• _GIVEN INSTRUCTION_: Count the lines below that contain the string "rock", matching case exactly, and give only the number.

Entries for labeling bounding boxes:
○ ○ ○ ○

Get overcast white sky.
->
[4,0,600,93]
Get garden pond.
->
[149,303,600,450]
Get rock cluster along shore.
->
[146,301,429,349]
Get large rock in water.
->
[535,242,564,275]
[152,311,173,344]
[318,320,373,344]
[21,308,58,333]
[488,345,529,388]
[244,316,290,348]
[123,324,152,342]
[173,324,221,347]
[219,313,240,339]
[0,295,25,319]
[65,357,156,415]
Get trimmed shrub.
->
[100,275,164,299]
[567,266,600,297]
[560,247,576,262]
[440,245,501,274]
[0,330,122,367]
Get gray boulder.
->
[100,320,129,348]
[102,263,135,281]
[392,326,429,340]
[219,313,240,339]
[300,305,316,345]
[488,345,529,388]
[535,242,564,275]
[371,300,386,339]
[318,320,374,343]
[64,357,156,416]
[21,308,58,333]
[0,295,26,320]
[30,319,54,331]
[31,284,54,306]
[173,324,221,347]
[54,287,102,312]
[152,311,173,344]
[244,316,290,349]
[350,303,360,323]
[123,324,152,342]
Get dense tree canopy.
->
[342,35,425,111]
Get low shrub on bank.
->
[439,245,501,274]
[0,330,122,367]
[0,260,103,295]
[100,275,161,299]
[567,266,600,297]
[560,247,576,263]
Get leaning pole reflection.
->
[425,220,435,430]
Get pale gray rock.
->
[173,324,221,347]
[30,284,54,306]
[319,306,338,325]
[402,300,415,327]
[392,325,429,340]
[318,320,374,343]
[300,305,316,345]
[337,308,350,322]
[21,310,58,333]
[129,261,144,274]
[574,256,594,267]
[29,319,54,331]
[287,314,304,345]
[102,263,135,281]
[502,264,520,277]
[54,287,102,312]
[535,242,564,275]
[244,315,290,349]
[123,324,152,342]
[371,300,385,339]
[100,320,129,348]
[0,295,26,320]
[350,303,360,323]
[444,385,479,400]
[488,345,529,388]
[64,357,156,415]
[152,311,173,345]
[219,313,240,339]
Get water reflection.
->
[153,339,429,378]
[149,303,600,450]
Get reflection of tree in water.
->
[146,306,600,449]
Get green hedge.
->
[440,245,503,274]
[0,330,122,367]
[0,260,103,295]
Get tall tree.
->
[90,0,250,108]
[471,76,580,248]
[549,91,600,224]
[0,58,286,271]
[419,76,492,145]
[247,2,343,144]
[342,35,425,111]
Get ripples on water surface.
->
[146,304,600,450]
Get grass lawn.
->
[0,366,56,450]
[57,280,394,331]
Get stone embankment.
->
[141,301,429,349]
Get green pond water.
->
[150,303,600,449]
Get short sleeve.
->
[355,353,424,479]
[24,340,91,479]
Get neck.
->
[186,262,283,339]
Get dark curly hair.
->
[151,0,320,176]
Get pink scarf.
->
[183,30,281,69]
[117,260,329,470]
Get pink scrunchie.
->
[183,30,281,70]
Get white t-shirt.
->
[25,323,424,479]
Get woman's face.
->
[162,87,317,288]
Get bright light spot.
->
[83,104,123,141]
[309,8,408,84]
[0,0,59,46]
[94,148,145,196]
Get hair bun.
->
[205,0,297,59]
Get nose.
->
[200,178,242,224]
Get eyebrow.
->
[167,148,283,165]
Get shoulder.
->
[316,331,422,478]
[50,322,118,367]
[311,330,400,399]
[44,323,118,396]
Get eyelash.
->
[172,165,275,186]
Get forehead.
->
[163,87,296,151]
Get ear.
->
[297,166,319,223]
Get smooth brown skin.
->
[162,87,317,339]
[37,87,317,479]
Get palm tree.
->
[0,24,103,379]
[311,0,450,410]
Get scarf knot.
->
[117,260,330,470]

○ ○ ○ ○

• _OUTPUT OF THE TASK_: 3